■ Records contained in a dataset ■
####

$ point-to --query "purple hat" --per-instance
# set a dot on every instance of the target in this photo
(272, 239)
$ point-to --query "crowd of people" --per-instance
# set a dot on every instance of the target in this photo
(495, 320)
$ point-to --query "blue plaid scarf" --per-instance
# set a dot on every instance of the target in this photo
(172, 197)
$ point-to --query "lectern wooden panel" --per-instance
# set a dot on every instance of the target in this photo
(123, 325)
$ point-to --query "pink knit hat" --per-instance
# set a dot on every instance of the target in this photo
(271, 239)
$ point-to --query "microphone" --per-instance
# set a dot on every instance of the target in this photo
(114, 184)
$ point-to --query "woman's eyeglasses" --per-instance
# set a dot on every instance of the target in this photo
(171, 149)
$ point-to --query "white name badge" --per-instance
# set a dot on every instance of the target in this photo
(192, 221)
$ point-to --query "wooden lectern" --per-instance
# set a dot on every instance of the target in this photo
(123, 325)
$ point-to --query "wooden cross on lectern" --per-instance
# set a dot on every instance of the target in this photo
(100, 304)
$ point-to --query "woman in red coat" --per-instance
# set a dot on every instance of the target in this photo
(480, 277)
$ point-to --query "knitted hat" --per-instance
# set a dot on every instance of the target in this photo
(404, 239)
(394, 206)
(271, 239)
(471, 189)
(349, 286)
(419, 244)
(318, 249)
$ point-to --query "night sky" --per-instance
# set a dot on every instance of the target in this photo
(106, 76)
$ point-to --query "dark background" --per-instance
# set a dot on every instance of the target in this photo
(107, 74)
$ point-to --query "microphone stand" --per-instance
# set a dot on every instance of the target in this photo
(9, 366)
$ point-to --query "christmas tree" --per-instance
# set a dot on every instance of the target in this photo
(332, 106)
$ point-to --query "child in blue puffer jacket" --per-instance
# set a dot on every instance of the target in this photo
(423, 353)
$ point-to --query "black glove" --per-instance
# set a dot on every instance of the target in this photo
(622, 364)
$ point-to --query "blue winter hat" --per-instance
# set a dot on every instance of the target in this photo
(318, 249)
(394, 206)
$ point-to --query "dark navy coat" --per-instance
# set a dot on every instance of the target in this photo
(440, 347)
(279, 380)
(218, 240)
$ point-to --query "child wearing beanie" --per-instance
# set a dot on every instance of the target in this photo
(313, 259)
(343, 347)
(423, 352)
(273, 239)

####

■ TO DO ■
Please repeat all the records above exactly as they appear.

■ WRITTEN ANSWER ■
$ point-to --query "purple hat" --per-instance
# set a dot on every instance of the target in this photo
(272, 239)
$ point-to --query "crowd of people" --per-instance
# set a dot on every instance of the target in this photo
(495, 320)
$ point-to --query "blue plaid scarf" --per-instance
# set a dot on every instance of the target in this photo
(172, 197)
$ point-to --query "lectern wooden panel" --per-instance
# set a dot on every instance of the target in this photo
(123, 325)
$ point-to --query "pink knit hat" --per-instance
# set a dot on every instance of the target in this photo
(271, 239)
$ point-to --query "microphone" --per-instance
# set a dot on every instance of the target in this photo
(114, 184)
$ point-to --query "woman's eyeglasses" --per-instance
# set a dot on every instance of the target in this photo
(171, 149)
$ point-to --query "white name badge" --per-instance
# set a dot on every instance of the target in this photo
(192, 221)
$ point-to --query "wooden lectern" --per-instance
# set a dot on every instance of the target in this photo
(123, 325)
$ point-to --query "wooden cross on lectern" --per-instance
# set a dot on every instance of the target in this photo
(100, 304)
$ point-to --query "woman in red coat" --per-instance
# set a dot on every instance of the target in this photo
(480, 277)
$ point-to --query "knitted hat" --per-instance
# set a dot on every instance of the target in this photo
(404, 239)
(394, 206)
(271, 239)
(471, 189)
(349, 286)
(419, 244)
(318, 249)
$ point-to --query "night sky" --per-instance
# set a dot on every instance of the target in this photo
(106, 76)
$ point-to --query "dark background" --per-instance
# set a dot on every instance of the target in this photo
(107, 74)
$ point-to --query "microphone stand" --per-instance
# set a dot on every instance of the target in this photo
(9, 366)
$ point-to --query "christmas tree" --per-instance
# set a dot on every instance of the target in this photo
(332, 106)
$ point-to --query "child in blue puffer jacket" --per-instance
# set a dot on every instance of the target in this photo
(423, 353)
$ point-to --query "black glove" --per-instance
# set a dot on every instance of the target in this photo
(622, 364)
$ point-to --query "blue winter hat" --per-instance
# set a dot on every instance of the target in this photo
(318, 249)
(394, 206)
$ point-to --query "dark navy coat" --per-instance
# set a dot on every instance of the target in this photo
(440, 347)
(279, 380)
(218, 240)
$ point-to --query "child wearing beanie" --per-instance
# set a dot on every instance of the target in this photo
(313, 259)
(343, 347)
(423, 352)
(273, 239)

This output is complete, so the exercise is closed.